▶ _WHAT NEEDS TO BE DONE_:
Here is a listing. Set it down again exactly.

▶ _RECORDS FOR PROCESSING_:
════

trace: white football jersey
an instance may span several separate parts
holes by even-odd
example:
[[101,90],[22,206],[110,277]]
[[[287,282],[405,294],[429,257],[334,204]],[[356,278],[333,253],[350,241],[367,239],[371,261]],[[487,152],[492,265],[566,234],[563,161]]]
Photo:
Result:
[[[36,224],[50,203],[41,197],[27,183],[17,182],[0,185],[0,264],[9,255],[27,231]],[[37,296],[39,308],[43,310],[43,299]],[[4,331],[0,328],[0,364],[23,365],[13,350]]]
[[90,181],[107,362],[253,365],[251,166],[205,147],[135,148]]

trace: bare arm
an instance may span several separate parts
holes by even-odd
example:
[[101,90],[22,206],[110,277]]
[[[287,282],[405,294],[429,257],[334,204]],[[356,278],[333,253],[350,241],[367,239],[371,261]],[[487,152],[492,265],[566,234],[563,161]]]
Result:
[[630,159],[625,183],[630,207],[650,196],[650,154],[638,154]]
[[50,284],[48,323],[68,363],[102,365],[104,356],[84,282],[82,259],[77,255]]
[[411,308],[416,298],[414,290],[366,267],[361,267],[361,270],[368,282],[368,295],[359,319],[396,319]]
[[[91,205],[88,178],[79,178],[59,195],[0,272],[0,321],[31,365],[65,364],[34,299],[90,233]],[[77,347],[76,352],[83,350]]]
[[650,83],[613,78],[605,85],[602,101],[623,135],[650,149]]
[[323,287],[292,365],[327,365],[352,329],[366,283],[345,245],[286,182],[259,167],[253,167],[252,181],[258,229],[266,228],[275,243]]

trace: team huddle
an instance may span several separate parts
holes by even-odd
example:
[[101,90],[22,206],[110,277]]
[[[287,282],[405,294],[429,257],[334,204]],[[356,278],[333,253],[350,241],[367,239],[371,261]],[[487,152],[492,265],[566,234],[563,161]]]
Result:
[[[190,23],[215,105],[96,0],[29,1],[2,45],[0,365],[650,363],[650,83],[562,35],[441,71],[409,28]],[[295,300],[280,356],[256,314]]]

════

▶ _REPLY_:
trace: white football jersey
an instance may span several separate parts
holes by even-odd
example:
[[101,90],[22,206],[110,277]]
[[[287,282],[405,294],[429,257],[334,204]],[[356,278],[333,253],[350,241],[367,239],[371,261]],[[487,152],[492,265],[566,234],[563,161]]]
Photo:
Result:
[[[36,224],[50,203],[41,197],[27,183],[17,182],[0,185],[0,264],[9,255],[27,231]],[[37,296],[39,308],[43,310],[43,299]],[[4,331],[0,328],[0,364],[23,365],[13,350]]]
[[90,181],[107,362],[253,365],[251,166],[205,147],[135,148]]

trace: bare arm
an instance may span several separate parts
holes by even-odd
example:
[[101,90],[22,206],[110,277]]
[[[287,282],[405,294],[429,257],[334,204]],[[356,278],[333,253],[350,241],[367,239],[371,261]],[[487,152],[492,265],[566,234],[563,161]]]
Result:
[[630,159],[625,183],[630,207],[650,196],[650,154],[638,154]]
[[50,284],[48,323],[68,363],[102,365],[104,356],[84,282],[82,259],[77,255]]
[[411,308],[416,298],[414,290],[366,267],[361,267],[361,270],[368,282],[368,295],[359,319],[396,319]]
[[[91,205],[88,178],[79,178],[59,195],[0,272],[0,321],[31,365],[65,364],[34,299],[90,233]],[[77,347],[76,352],[83,350]]]
[[650,83],[613,78],[605,85],[602,101],[623,135],[650,149]]
[[323,287],[292,365],[327,365],[352,329],[366,283],[345,245],[286,182],[259,167],[253,167],[252,181],[258,229],[266,228],[275,243]]

trace: team huddle
an instance may span several separate parts
holes by even-odd
example:
[[101,90],[22,206],[110,277]]
[[[287,282],[405,294],[429,257],[334,204]],[[356,278],[333,253],[350,241],[367,239],[371,261]],[[487,152],[492,265],[566,234],[563,161]]]
Result:
[[[190,23],[215,105],[96,0],[29,1],[2,45],[0,365],[650,363],[650,83],[562,35],[441,71],[409,28]],[[295,300],[280,356],[256,314]]]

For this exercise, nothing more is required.